Collection entries
^^^^^^^^
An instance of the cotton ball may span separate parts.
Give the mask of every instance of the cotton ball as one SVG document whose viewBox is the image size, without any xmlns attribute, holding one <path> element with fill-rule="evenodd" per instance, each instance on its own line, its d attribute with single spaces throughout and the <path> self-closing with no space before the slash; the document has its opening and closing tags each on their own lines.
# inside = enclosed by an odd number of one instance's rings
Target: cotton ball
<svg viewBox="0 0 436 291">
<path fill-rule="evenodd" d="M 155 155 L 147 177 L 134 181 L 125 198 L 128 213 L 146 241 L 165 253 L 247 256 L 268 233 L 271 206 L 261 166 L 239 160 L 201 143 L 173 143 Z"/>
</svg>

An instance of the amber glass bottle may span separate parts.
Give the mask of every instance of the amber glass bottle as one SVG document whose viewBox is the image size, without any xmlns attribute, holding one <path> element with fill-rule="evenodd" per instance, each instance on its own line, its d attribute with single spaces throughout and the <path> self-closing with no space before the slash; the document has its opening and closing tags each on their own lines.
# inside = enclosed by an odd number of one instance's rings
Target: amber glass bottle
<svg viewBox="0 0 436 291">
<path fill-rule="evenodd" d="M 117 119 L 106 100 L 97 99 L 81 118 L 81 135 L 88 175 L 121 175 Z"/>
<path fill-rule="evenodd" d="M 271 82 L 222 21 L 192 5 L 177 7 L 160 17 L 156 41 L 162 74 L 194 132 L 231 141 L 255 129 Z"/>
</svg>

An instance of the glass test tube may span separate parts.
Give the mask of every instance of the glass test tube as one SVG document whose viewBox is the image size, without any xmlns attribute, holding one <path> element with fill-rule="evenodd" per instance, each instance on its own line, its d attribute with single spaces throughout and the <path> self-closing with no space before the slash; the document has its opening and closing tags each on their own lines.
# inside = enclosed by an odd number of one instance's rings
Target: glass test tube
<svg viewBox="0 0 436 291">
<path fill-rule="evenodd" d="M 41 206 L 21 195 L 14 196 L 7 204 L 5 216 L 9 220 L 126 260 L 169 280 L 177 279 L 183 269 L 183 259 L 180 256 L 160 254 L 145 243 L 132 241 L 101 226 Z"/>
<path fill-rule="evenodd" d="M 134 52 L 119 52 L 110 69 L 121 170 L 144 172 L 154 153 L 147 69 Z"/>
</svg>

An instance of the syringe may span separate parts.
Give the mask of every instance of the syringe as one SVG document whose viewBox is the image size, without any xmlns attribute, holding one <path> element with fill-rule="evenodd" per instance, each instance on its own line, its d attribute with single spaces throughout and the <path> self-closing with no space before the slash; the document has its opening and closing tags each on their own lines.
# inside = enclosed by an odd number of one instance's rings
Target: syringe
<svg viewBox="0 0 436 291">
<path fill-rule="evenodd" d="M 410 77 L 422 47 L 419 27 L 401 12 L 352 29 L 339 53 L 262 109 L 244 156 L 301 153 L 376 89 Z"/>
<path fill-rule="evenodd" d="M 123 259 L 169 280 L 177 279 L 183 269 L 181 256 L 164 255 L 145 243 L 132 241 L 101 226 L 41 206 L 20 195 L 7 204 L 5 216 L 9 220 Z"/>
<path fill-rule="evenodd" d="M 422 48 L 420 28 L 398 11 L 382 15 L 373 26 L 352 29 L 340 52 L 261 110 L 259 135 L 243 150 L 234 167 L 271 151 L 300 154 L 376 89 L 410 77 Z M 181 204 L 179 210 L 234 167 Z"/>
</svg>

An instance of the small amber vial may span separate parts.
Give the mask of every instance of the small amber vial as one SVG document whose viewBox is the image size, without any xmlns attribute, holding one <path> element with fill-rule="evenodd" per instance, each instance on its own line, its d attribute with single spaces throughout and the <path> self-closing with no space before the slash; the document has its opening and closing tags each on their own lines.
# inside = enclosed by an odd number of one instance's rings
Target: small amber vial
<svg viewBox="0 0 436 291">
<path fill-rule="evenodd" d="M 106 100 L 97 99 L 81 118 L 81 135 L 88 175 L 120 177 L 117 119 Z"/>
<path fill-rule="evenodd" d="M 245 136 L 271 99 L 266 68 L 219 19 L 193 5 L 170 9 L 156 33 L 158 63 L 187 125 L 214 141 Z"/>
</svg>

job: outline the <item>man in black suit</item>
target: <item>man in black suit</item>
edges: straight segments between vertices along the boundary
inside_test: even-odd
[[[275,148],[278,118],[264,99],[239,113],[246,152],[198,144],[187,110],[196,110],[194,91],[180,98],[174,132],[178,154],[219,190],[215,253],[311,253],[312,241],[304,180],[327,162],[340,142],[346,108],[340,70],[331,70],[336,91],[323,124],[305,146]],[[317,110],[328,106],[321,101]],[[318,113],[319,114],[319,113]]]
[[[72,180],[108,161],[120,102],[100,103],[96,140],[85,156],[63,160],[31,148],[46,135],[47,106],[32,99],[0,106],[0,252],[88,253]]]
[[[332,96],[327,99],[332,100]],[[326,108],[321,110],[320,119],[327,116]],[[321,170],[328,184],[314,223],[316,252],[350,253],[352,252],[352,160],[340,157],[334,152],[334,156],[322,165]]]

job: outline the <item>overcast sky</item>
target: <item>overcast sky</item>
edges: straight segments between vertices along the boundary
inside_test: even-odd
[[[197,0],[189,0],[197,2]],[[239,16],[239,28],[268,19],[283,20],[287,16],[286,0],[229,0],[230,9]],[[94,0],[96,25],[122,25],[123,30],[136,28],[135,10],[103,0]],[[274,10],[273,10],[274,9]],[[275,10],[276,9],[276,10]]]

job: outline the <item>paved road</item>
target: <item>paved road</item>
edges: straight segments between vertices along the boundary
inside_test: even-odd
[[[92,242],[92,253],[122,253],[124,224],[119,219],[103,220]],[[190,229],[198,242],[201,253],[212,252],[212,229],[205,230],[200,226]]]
^^^^^^^^
What to produce
Which lines of the data contain the string "tube"? Show each of them in full.

The output
An instance of the glass test tube may span separate parts.
Give the mask of every instance of the glass test tube as one SVG document whose viewBox is the image size, without any xmlns attribute, holding one <path> element with fill-rule="evenodd" per instance, each instance on its own line, its d attribute with single spaces throughout and the <path> self-closing with no space before the slash; the document has its opening and closing tags each on their own lines.
Target: glass test tube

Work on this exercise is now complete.